**** EXCERTO DO DOCUMENTO ****

O regime recapturara na terça-feira o complexo residencial “Projecto 1070”, que chegou a estar sob o controlo rebelde e tem visão desimpedida para as linhas mais vulneráveis do cerco, assim como algumas colinas nos baldios. Em troca, numa grande acção concertada, os rebeldes dispararam uma salva de rockets contra a base de artilharia de Alepo, em parte incendiando-a.

A campanha desta semana é tão crucial para Assad como para movimentos rebeldes. O Presidente sírio preparava há meses o cerco de Alepo e tem nas linhas da frente perto de cinco mil soldados, incluindo combatentes do Hezbollah libanês e militares iranianos. Para os rebeldes, por outro lado, esta pode ser a última oportunidade de se preservarem em Alepo.  

Alguns observadores argumentavam que o desfecho das operações, que se antecipa que possam durar dias, ou até semanas, seriam decididas pela qualidade do apoio aéreo russo, que os residentes de Alepo tentam obstruir queimando dezenas de pneus ao longo do dia, criando uma espessa neblina negra que tolda a visão dos pilotos.

Bombardeamento de cloro?

Médicos e equipas de resgate no lado rebelde do conflito sírio afirmam que uma cidade nos arredores de Alepo, próxima do local onde na segunda-feira um helicóptero russo foi abatido, foi atingida durante a noite de segunda-feira por barris com gás de cloro, que provocaram a hospitalização de cerca de 30 pessoas, a maioria com dificuldades respiratórias.

Os primeiros alertas vieram das equipas de resgate, os Capacetes Brancos, que operam nas zonas rebeldes mas dizem-se independentes – funcionam essencialmente como o mais próximo que existe de serviços médicos de emergência em algumas partes do país. A organização divulgou um vídeo em que mostra pessoas a receber oxigénio num hospital improvisado.

Os Capacetes Brancos não atribuíram culpas, mas os rebeldes apontam o dedo ao regime de Bashar al-Assad e à aliada Rússia, que, dizem, pode ter agido como represália pelo abate do seu helicóptero. Tanto Assad como os rebeldes são repetidamente acusados de usar químicos como arma de guerra – o cloro é proibido pela Convenção de Armas Químicas.

**** DADOS BRUTOS ****

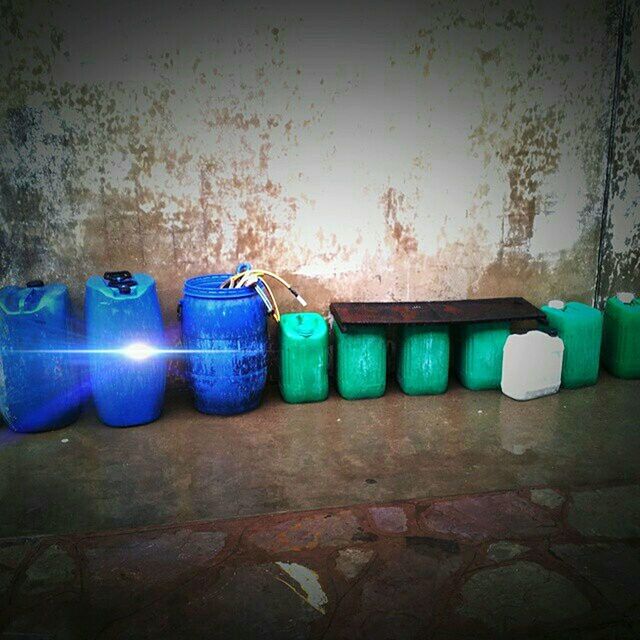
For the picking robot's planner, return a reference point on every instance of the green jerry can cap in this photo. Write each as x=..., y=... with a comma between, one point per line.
x=625, y=297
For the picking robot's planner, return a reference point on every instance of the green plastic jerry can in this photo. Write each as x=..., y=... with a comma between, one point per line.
x=621, y=341
x=361, y=361
x=422, y=365
x=580, y=328
x=304, y=357
x=478, y=354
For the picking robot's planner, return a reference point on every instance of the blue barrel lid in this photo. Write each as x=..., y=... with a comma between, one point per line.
x=140, y=282
x=209, y=287
x=30, y=299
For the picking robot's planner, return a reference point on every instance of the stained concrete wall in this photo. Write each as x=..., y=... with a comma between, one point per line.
x=389, y=150
x=621, y=240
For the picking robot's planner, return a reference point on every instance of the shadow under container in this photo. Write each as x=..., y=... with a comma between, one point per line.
x=621, y=340
x=224, y=333
x=422, y=363
x=304, y=357
x=361, y=361
x=41, y=383
x=579, y=326
x=478, y=353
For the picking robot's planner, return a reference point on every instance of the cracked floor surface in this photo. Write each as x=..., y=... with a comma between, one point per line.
x=539, y=563
x=475, y=517
x=188, y=466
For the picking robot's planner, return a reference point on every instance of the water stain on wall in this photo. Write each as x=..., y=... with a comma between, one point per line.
x=196, y=165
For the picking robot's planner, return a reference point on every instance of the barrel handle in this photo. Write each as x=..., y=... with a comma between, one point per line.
x=243, y=266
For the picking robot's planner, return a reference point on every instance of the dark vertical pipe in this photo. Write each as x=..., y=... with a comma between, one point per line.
x=615, y=100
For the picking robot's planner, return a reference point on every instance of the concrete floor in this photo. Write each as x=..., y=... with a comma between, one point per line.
x=545, y=563
x=190, y=467
x=467, y=516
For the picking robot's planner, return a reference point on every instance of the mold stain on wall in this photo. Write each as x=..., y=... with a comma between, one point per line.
x=621, y=242
x=181, y=160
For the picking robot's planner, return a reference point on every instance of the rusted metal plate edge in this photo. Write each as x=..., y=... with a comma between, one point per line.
x=434, y=312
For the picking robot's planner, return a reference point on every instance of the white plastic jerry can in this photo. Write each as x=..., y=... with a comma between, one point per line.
x=532, y=365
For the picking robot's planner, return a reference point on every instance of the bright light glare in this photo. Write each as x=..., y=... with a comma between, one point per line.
x=139, y=351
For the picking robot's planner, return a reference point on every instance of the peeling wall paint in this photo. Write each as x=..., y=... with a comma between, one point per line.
x=621, y=246
x=394, y=150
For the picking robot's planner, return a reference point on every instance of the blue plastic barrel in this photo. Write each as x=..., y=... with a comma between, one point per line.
x=40, y=382
x=124, y=327
x=225, y=334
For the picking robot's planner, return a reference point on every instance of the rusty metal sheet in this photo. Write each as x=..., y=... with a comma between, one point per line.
x=434, y=312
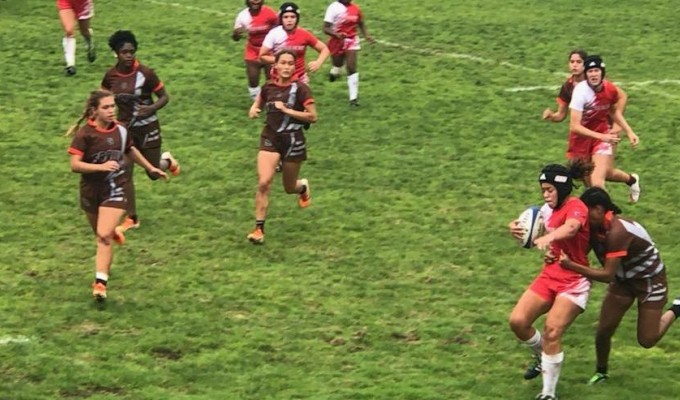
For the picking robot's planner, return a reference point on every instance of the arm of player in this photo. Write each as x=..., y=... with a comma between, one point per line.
x=601, y=275
x=364, y=31
x=567, y=230
x=138, y=158
x=309, y=115
x=256, y=108
x=328, y=30
x=323, y=55
x=82, y=167
x=576, y=127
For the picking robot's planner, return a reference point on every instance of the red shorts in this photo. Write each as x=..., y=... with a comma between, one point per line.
x=251, y=53
x=84, y=9
x=549, y=288
x=338, y=47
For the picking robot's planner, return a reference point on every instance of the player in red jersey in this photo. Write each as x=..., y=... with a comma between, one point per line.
x=256, y=20
x=97, y=152
x=70, y=13
x=135, y=85
x=289, y=36
x=290, y=109
x=634, y=270
x=340, y=23
x=576, y=67
x=557, y=292
x=594, y=105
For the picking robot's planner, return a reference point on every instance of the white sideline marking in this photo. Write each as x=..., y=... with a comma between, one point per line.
x=461, y=56
x=14, y=339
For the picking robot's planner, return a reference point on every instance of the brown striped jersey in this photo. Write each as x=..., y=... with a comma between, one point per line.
x=628, y=240
x=142, y=82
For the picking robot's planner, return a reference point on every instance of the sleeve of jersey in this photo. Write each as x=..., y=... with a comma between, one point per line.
x=154, y=82
x=576, y=100
x=77, y=147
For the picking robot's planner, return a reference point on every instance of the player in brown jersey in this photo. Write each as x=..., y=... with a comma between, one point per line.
x=577, y=70
x=72, y=12
x=134, y=85
x=290, y=109
x=97, y=152
x=634, y=270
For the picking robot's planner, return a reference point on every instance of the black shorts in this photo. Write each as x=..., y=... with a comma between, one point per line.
x=291, y=145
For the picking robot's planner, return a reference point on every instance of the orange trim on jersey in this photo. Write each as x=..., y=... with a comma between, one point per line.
x=135, y=66
x=75, y=152
x=617, y=254
x=93, y=124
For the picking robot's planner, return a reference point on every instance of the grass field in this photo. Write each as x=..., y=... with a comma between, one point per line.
x=397, y=282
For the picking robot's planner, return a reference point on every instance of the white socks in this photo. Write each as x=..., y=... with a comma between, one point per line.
x=551, y=365
x=254, y=92
x=535, y=343
x=69, y=45
x=353, y=83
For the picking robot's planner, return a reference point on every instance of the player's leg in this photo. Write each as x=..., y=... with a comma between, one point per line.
x=563, y=312
x=352, y=76
x=253, y=74
x=107, y=220
x=602, y=164
x=68, y=23
x=86, y=31
x=614, y=306
x=529, y=307
x=266, y=169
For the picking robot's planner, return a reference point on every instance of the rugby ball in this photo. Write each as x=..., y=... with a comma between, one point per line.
x=531, y=221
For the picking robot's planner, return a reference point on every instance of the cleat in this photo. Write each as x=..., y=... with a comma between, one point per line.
x=534, y=368
x=173, y=165
x=128, y=223
x=256, y=236
x=99, y=291
x=305, y=199
x=598, y=378
x=91, y=51
x=635, y=189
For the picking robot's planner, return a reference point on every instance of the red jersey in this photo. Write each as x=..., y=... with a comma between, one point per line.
x=344, y=18
x=257, y=25
x=595, y=106
x=295, y=41
x=576, y=247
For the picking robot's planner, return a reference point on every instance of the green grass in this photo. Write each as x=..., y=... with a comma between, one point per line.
x=396, y=283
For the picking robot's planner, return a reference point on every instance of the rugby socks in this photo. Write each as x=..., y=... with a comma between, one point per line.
x=254, y=91
x=535, y=343
x=353, y=84
x=259, y=224
x=69, y=45
x=101, y=277
x=551, y=366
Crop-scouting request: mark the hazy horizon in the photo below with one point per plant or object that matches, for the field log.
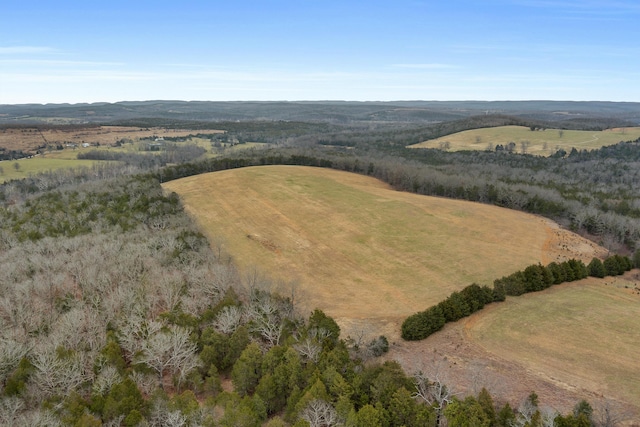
(499, 50)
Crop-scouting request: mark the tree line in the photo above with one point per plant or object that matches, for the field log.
(533, 278)
(116, 310)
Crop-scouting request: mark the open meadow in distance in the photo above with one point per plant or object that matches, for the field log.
(538, 142)
(29, 139)
(76, 139)
(364, 253)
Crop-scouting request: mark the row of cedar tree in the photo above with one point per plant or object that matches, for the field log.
(533, 278)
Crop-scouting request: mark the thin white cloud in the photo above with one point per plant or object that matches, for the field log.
(25, 50)
(585, 7)
(428, 66)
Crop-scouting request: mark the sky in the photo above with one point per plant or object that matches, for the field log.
(291, 50)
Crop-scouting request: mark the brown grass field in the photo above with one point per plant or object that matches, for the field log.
(542, 143)
(364, 253)
(29, 139)
(570, 342)
(369, 256)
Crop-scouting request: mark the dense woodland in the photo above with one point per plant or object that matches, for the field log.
(115, 310)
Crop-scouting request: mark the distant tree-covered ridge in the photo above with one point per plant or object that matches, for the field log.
(594, 193)
(115, 310)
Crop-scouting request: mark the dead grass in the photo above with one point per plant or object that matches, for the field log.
(364, 253)
(571, 342)
(369, 256)
(539, 142)
(582, 336)
(29, 139)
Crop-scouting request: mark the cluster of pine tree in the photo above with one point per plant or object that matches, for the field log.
(534, 278)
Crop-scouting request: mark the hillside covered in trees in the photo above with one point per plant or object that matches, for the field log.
(115, 310)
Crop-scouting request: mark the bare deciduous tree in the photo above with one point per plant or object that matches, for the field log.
(57, 374)
(309, 348)
(434, 392)
(228, 320)
(170, 349)
(320, 413)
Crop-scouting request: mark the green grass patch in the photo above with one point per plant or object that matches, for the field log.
(35, 165)
(539, 142)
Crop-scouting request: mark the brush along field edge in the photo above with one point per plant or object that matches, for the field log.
(581, 336)
(360, 251)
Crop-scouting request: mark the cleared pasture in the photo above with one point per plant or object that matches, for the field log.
(538, 142)
(583, 337)
(358, 249)
(36, 165)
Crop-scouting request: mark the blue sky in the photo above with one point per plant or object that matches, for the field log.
(107, 51)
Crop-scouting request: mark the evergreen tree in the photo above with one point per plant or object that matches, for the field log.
(247, 371)
(596, 268)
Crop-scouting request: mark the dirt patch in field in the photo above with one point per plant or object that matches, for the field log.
(562, 245)
(455, 356)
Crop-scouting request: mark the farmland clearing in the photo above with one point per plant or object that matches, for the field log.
(537, 142)
(570, 342)
(369, 256)
(359, 250)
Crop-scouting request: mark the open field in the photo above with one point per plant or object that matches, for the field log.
(570, 342)
(36, 165)
(72, 138)
(29, 139)
(364, 253)
(539, 142)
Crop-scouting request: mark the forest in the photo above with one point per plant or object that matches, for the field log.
(116, 310)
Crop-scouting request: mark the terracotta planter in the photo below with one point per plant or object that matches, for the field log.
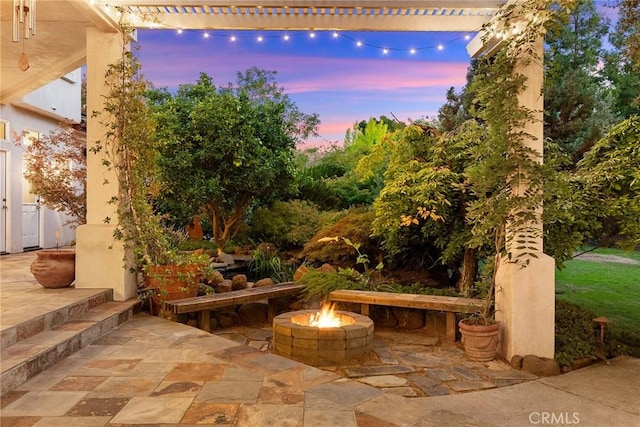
(480, 341)
(55, 268)
(171, 282)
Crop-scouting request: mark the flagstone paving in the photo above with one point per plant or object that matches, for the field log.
(150, 371)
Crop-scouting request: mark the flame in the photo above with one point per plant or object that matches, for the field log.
(325, 318)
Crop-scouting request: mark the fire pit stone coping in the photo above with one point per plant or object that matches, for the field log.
(322, 346)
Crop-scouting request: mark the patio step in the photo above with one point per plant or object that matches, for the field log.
(85, 322)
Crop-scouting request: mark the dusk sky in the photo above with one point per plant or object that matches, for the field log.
(325, 74)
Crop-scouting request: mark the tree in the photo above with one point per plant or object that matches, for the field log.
(610, 174)
(56, 168)
(622, 66)
(577, 104)
(422, 205)
(225, 148)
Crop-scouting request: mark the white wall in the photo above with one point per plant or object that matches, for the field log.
(31, 113)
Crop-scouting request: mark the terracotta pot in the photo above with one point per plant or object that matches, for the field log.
(171, 282)
(54, 268)
(480, 341)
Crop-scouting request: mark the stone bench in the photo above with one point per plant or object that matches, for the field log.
(204, 304)
(450, 305)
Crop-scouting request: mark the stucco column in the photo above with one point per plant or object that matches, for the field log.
(100, 259)
(525, 297)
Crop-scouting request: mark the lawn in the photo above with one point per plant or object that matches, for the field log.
(602, 282)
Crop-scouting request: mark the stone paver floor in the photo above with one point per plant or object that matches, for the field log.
(406, 363)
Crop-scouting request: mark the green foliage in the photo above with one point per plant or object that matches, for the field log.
(223, 149)
(622, 65)
(610, 174)
(355, 226)
(287, 224)
(577, 104)
(576, 335)
(129, 149)
(269, 264)
(321, 284)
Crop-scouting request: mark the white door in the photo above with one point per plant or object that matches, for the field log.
(30, 207)
(3, 201)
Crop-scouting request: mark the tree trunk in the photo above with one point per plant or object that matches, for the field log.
(469, 271)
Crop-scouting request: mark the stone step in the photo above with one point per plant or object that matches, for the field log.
(25, 358)
(47, 320)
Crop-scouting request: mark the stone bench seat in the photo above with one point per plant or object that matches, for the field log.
(449, 305)
(204, 304)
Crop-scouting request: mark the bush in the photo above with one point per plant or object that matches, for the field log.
(269, 264)
(321, 283)
(576, 334)
(287, 224)
(355, 226)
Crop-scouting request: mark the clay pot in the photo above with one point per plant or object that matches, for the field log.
(54, 268)
(480, 341)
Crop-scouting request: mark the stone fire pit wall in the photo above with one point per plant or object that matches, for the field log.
(295, 339)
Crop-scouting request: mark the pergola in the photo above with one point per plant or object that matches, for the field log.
(71, 33)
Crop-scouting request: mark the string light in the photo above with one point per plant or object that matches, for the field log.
(385, 50)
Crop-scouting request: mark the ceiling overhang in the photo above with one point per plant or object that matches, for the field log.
(60, 43)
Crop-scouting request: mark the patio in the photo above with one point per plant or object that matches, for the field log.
(152, 371)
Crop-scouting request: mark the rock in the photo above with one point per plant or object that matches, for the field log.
(214, 277)
(383, 317)
(327, 268)
(539, 366)
(226, 258)
(239, 281)
(253, 313)
(225, 286)
(264, 282)
(267, 248)
(408, 318)
(516, 362)
(301, 271)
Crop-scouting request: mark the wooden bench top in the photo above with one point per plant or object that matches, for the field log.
(431, 302)
(225, 299)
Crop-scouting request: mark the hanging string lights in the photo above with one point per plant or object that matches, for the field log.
(358, 43)
(24, 16)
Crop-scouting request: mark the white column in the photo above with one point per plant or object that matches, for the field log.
(100, 259)
(525, 297)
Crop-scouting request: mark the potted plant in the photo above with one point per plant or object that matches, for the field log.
(505, 183)
(55, 166)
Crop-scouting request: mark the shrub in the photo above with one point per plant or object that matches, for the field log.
(576, 335)
(287, 224)
(321, 283)
(269, 264)
(356, 227)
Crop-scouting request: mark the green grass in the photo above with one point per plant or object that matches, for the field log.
(606, 288)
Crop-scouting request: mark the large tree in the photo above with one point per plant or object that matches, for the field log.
(224, 148)
(622, 65)
(577, 104)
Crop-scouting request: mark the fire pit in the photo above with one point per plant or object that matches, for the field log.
(321, 338)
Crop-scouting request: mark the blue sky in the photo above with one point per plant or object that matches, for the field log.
(322, 73)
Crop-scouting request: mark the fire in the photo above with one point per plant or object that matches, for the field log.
(325, 318)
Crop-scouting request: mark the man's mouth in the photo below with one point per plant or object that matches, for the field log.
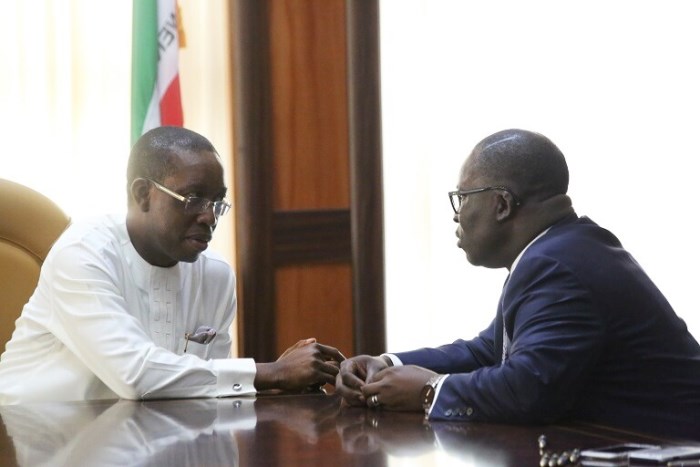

****

- TAREFA 1 -
Indique se cada afirmação está de acordo com o texto sobre o cerco de Alepo: (a) os rebeldes lançaram rockets contra a base de artilharia de Alepo; (b) os Capacetes Brancos culparam o regime de Assad pelo ataque; (c) cerca de 30 pessoas foram hospitalizadas. Responda sim ou não a cada uma e cite literalmente as palavras do texto que o decidem.
- TAREFA 2 -
Reescreva o trecho do texto sobre o cerco de Alepo que começa nas palavras “Bombardeamento de cloro?” e termina depois de “num hospital improvisado.”, trocando “gás de cloro” por “gás tóxico”.
- TAREFA 3 -
Dê seguimento ao texto sobre o cerco de Alepo e escreva a parte que se segue à última frase apresentada.

- RESPOSTA 1 -
(a) Sim: “os rebeldes dispararam uma salva de rockets contra a base de artilharia de Alepo”.
(b) Não: “Os Capacetes Brancos não atribuíram culpas”.
(c) Sim: “provocaram a hospitalização de cerca de 30 pessoas”.

- RESPOSTA 2 -
Bombardeamento de cloro?

Médicos e equipas de resgate no lado rebelde do conflito sírio afirmam que uma cidade nos arredores de Alepo, próxima do local onde na segunda-feira um helicóptero russo foi abatido, foi atingida durante a noite de segunda-feira por barris com gás tóxico, que provocaram a hospitalização de cerca de 30 pessoas, a maioria com dificuldades respiratórias.

Os primeiros alertas vieram das equipas de resgate, os Capacetes Brancos, que operam nas zonas rebeldes mas dizem-se independentes – funcionam essencialmente como o mais próximo que existe de serviços médicos de emergência em algumas partes do país. A organização divulgou um vídeo em que mostra pessoas a receber oxigénio num hospital improvisado.

- RESPOSTA 3 -
Segundo as equipas de resgate, os barris foram lançados por helicópteros, operados apenas pelo regime e Moscovo. Um médico confirmava-o à BBC esta terça-feira. “Sabemos que é cloro porque já fomos atingidos antes e estamos familiarizados com o seu odor e sintomas”, disse Abdel Aziz Bareeh. “Temos 28 casos confirmados. A maioria são mulheres e crianças.”

Os alegados barris atingiram Saraqeb, nos arredores de Alepo, onde esta terça-feira tropas aliadas a Assad e uma aliança de rebeldes travavam ainda batalhas violentas perto das linhas do cerco do regime. Observadores relatam dezenas de vítimas em ambos os lados, para além de civis, mas as linhas territoriais estão mais favoráveis para Damasco, que conseguiu recuperar algum fôlego em redor das suas linhas de aprovisionamento.

A agência estatal SANA respondia esta terça-feira em nome do regime, voltando as acusações contra os rebeldes e dizendo que tinham sido eles a matar cinco pessoas e ferir outras oito na cidade antiga de Alepo com ataques químicos. As tropas do regime têm um vasto historial de uso de gás cloro na guerra civil, denunciado por várias agências humanitárias, que, contudo, não estão no terreno. Apesar disso, existem registos fotográficos e vídeo de contentores lançados pelo regime.

O mesmo acontece com grupos rebeldes como a ex-Frente al-Nusra, agora Frente Fateh al-Sham, o grupo mais poderoso na ofensiva anti-regime em Alepo, de quem já se suspeitou ter fábricas de armas químicas na vizinha Turquia. Os ataques mais devastadores aconteceram nos subúrbios de Damasco, em Agosto de 2013, onde morreram centenas de pessoas – possivelmente perto de 1500, incluindo dezenas de crianças.

O ataque em Ghuta quase precipitou uma intervenção externa comandada pelos Estados Unidos, evitada apenas por intervenção da Rússia, que, juntamente com o aliado sírio, assegurou a destruição dos depósitos de armas químicas do regime, principalmente o agente nervoso sarin, usado neste e outros ataques.

As duas equipas das Nações Unidas enviadas para a Síria para investigar os ataques químicos não atribuíram culpas a rebeldes ou ao regime, como se esperava, mas concluíram que o gás Sarin usado em Ghuta e outros locais proveio do stock de Bashar al-Assad. A ONU concluiu que, noutras instâncias, grupos rebeldes usaram pequenas doses de armas químicas.